## Exercise input
_ _ _ _ _
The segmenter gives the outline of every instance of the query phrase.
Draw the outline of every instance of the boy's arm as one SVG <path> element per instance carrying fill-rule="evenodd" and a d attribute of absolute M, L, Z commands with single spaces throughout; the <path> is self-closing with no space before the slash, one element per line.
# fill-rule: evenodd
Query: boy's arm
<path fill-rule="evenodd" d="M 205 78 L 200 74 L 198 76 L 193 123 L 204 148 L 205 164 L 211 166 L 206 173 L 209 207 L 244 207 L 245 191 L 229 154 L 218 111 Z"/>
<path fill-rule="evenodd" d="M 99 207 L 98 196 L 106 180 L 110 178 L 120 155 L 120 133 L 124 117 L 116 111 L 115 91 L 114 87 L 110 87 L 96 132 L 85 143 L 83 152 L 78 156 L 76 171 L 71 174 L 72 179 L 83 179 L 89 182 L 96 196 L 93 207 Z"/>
_ _ _ _ _
## Task
Please count the lines in the records above that contain the word "every", with case counting, and reply with the number alone.

## Task response
2